(Data records)
--------------------------------------------------

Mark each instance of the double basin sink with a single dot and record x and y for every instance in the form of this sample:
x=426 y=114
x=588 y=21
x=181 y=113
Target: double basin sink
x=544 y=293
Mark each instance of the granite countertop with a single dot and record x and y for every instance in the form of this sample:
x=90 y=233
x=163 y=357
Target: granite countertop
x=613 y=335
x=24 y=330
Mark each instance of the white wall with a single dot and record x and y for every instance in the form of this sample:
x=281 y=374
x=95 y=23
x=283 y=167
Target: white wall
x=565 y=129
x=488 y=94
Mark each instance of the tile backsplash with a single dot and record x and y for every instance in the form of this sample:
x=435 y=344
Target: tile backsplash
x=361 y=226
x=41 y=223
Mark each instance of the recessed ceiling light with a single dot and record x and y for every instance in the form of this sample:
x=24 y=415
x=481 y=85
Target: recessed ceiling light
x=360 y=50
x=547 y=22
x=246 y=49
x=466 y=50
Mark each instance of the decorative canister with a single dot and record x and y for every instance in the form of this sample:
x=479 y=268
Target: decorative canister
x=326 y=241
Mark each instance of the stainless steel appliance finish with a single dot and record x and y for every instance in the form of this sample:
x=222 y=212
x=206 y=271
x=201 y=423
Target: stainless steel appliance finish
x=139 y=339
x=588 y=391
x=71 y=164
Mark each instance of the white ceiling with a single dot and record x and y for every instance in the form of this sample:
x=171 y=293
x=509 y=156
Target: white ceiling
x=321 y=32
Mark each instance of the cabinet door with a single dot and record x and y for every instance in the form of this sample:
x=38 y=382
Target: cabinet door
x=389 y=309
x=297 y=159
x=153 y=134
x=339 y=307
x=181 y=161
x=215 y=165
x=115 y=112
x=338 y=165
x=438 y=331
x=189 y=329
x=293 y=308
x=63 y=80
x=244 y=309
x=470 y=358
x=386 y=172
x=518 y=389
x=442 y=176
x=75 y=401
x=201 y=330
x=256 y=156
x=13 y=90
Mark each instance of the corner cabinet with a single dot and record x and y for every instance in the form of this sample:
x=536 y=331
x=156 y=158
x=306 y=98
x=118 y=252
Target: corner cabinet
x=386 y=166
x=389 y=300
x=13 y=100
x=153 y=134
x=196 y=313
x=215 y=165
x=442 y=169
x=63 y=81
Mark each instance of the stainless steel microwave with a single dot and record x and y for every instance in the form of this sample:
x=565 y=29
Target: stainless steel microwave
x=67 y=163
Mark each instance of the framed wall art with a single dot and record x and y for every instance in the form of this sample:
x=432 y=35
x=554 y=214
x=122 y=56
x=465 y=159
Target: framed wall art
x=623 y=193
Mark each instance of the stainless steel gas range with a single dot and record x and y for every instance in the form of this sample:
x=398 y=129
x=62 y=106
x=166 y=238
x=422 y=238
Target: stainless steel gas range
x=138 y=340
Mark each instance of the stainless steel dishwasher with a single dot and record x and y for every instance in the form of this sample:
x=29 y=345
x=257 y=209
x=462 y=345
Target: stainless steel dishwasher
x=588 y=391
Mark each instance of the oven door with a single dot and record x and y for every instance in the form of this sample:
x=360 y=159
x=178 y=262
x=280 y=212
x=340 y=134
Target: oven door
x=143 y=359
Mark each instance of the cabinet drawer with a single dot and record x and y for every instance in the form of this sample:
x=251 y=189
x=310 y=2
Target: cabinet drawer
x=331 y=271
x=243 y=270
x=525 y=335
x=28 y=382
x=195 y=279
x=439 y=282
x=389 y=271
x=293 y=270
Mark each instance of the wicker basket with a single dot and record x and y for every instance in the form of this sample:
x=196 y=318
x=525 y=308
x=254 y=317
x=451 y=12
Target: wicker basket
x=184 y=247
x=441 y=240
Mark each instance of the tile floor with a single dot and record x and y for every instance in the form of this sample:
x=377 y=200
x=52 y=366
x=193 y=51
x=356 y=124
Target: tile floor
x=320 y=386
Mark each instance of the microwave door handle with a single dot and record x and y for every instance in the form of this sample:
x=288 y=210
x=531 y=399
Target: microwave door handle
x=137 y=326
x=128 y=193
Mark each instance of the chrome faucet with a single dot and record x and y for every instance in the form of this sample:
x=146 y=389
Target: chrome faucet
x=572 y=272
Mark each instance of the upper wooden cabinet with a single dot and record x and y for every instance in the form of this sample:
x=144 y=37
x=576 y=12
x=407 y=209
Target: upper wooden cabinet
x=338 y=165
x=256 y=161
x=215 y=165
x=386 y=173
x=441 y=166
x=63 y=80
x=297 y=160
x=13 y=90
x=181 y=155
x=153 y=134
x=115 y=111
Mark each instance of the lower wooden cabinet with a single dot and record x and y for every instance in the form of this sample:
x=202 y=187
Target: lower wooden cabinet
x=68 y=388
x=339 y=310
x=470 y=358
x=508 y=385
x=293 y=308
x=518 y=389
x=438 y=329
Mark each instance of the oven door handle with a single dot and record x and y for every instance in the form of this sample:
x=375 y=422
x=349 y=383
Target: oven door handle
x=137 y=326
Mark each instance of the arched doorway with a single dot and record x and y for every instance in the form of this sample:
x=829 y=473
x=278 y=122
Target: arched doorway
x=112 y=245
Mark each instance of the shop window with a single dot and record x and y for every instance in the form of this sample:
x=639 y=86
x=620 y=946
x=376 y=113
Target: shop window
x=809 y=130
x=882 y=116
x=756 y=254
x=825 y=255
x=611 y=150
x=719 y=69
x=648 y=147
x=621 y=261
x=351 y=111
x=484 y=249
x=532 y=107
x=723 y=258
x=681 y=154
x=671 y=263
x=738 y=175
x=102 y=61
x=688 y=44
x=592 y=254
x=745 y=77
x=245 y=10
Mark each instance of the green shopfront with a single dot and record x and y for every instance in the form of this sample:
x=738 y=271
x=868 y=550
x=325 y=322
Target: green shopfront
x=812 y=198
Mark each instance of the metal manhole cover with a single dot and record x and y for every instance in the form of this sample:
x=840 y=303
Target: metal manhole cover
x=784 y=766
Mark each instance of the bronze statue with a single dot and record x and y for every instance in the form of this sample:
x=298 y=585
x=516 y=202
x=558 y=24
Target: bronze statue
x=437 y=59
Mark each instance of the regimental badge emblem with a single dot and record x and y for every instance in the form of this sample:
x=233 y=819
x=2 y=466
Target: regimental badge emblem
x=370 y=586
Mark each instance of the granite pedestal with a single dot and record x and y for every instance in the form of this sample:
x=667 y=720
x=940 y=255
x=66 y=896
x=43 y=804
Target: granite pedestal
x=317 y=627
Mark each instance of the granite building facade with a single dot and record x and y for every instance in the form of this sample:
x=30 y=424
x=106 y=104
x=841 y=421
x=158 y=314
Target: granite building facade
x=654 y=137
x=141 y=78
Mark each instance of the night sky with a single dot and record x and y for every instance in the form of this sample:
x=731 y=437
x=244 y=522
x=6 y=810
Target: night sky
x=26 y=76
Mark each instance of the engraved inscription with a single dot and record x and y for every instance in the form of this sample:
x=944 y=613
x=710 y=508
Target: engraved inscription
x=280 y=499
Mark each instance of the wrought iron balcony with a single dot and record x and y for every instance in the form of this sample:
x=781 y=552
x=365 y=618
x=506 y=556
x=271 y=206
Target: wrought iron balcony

--------------------------------------------------

### Your task
Reproduce the lines starting at the one containing "Mark each instance of the wicker" and ending at the one containing "x=572 y=272", substituting "stone floor" for "tile floor" and leaving everything else unchanged.

### Task response
Mark each instance of the wicker basket with a single dot and record x and y for every instance in the form of this sample:
x=196 y=318
x=525 y=308
x=254 y=317
x=451 y=12
Target: wicker basket
x=184 y=247
x=441 y=240
Mark each instance of the stone floor with a single dot and record x and y for every instance in the form of this sample:
x=377 y=200
x=52 y=366
x=193 y=51
x=356 y=124
Target: stone floor
x=320 y=386
Mark each instance of the microwave door handle with a single dot and record x and y for every instance in the form of this sample:
x=288 y=210
x=531 y=399
Target: microwave door handle
x=137 y=326
x=128 y=193
Mark each instance of the chrome faucet with a single dot and record x and y for every instance in the form of this sample:
x=146 y=389
Target: chrome faucet
x=572 y=272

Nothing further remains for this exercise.